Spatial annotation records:
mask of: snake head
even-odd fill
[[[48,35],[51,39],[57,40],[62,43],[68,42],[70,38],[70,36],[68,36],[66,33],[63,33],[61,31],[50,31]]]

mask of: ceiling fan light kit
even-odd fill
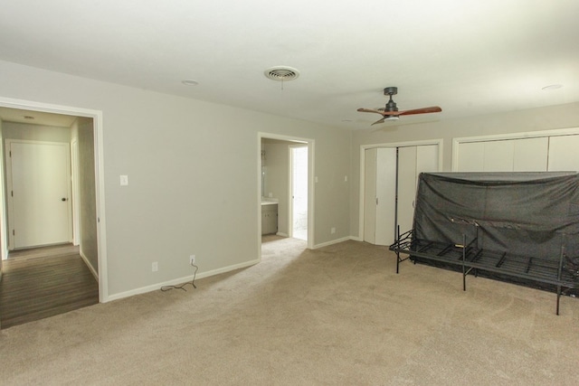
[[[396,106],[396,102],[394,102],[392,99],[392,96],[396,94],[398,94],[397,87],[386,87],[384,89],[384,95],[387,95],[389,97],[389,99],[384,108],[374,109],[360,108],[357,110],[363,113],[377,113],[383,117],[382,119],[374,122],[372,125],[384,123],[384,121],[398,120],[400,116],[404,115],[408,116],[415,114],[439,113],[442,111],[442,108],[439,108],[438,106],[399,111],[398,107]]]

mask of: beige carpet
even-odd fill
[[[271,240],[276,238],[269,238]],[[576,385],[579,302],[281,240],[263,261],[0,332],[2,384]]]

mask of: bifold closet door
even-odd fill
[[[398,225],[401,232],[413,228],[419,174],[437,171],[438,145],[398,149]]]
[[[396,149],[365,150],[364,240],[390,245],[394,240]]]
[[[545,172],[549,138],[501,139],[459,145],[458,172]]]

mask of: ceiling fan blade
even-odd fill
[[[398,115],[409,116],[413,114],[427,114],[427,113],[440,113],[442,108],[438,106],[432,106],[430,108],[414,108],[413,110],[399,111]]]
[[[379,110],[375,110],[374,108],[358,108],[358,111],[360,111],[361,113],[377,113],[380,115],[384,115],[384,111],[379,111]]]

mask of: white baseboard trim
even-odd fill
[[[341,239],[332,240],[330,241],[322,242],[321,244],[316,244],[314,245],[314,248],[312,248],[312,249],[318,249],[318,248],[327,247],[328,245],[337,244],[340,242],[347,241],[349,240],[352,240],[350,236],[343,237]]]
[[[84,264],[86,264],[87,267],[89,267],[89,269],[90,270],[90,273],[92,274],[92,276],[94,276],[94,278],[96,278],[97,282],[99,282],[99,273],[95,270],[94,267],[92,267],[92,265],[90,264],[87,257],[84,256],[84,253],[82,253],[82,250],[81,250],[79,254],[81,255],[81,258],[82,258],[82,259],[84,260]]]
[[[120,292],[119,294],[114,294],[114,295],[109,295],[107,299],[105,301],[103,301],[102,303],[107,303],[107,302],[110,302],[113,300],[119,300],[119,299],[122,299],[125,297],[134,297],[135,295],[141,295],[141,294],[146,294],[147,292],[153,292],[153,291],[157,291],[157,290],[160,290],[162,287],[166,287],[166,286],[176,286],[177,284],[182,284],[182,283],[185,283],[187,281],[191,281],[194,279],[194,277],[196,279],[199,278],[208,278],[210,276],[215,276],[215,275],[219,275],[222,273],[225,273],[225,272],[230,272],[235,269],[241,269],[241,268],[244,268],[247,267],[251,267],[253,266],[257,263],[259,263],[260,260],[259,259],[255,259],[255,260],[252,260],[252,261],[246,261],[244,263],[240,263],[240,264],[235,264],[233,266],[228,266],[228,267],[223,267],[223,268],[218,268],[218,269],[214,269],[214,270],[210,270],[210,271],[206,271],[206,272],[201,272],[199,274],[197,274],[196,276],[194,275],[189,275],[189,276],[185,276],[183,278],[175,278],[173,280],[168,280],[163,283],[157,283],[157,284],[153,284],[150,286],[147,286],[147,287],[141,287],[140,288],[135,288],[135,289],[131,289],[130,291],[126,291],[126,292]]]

* * *

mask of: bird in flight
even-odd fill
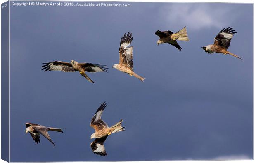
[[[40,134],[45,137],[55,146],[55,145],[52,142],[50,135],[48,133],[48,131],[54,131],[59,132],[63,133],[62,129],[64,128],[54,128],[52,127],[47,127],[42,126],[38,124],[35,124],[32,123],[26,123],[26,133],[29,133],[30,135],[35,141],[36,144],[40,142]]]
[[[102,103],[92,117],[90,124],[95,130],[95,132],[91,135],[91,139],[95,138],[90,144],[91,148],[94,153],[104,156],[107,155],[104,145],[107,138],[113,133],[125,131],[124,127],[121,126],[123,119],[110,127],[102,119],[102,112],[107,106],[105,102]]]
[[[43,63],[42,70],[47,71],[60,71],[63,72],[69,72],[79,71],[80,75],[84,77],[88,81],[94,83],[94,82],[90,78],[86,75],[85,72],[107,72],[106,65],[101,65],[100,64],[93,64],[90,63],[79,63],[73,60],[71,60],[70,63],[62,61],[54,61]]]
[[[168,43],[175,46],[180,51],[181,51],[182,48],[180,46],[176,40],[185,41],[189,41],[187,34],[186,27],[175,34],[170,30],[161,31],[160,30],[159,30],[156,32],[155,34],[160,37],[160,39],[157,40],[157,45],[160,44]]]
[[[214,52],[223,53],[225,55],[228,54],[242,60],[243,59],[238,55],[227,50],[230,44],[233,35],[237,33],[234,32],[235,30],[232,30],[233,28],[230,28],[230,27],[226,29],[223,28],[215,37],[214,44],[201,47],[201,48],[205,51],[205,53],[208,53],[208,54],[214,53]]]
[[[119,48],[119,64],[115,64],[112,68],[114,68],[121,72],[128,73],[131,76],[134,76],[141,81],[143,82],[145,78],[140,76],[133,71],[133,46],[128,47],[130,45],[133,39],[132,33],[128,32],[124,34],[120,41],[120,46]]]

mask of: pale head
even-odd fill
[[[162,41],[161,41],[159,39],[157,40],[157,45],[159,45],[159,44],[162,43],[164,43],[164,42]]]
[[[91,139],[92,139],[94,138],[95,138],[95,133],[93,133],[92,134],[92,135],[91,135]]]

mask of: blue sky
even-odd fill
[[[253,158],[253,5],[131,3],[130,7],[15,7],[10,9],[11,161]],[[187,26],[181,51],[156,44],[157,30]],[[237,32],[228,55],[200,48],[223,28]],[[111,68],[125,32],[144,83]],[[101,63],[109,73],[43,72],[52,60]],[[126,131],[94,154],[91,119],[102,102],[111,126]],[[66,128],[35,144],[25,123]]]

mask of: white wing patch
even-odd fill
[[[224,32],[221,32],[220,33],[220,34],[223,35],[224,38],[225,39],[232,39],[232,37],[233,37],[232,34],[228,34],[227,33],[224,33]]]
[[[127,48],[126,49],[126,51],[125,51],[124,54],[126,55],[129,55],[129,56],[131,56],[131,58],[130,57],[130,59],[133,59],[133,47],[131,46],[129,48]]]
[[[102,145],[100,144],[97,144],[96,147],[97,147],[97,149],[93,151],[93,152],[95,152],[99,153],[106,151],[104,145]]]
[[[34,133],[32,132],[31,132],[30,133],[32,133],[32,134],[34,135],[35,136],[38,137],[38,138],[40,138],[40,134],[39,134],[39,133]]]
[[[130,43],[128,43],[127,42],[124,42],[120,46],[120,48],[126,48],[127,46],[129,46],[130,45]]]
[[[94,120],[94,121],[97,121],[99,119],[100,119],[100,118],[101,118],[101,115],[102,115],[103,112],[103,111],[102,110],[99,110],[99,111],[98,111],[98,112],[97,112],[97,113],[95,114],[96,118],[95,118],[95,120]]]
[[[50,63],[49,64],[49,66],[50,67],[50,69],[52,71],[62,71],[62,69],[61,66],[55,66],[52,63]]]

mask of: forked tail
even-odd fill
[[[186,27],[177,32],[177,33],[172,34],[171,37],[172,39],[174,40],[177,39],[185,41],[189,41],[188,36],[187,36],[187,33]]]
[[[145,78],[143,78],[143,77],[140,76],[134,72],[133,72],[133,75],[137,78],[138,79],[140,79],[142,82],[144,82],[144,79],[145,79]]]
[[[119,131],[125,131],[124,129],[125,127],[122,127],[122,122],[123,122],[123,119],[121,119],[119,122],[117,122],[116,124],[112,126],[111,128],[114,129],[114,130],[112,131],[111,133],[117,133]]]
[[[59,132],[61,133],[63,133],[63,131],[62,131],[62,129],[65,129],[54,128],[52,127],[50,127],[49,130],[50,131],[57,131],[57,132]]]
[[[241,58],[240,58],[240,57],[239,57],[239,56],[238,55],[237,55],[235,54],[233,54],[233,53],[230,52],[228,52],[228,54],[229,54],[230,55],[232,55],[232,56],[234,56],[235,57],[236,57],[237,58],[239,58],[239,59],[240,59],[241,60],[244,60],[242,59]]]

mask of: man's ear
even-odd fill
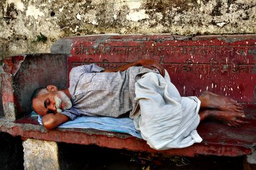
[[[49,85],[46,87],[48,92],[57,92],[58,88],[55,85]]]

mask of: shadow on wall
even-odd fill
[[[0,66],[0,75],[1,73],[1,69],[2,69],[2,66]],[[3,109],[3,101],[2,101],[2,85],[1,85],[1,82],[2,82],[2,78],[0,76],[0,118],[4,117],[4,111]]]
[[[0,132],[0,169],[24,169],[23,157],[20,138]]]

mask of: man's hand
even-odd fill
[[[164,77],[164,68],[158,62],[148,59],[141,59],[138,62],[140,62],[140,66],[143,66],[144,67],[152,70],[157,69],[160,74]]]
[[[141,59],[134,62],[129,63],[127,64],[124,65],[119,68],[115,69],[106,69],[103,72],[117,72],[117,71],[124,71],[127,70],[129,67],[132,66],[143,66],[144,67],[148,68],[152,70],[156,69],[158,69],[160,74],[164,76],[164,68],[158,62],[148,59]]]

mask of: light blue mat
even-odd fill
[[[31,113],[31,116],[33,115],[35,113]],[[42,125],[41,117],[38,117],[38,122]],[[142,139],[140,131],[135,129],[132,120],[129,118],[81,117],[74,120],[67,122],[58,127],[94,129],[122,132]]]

=== Exercise description ===
Reproduce the stretch of the listing from the line containing "mask of: snake head" through the line containing "[[[545,172],[549,138],[501,139],[459,145],[458,172]]]", omitting the pictures.

=== The completed task ===
mask of: snake head
even-odd fill
[[[48,35],[51,39],[57,40],[62,43],[68,42],[70,38],[70,36],[68,36],[66,33],[63,33],[61,31],[50,31]]]

mask of: ceiling fan light kit
even-odd fill
[[[396,106],[396,102],[394,102],[392,99],[392,96],[396,94],[398,94],[397,87],[386,87],[384,89],[384,95],[387,95],[389,97],[389,99],[384,108],[374,109],[360,108],[357,110],[363,113],[377,113],[383,117],[382,119],[374,122],[372,125],[384,123],[384,121],[398,120],[400,116],[404,115],[408,116],[415,114],[439,113],[442,111],[442,108],[439,108],[438,106],[399,111],[398,107]]]

mask of: beige carpet
even-odd fill
[[[271,240],[276,238],[269,238]],[[576,385],[579,302],[281,240],[263,261],[0,332],[2,384]]]

mask of: bifold closet door
even-odd fill
[[[398,225],[401,232],[413,228],[419,174],[437,171],[438,145],[398,149]]]
[[[396,149],[365,150],[364,240],[390,245],[394,240]]]
[[[545,172],[549,138],[501,139],[459,145],[458,172]]]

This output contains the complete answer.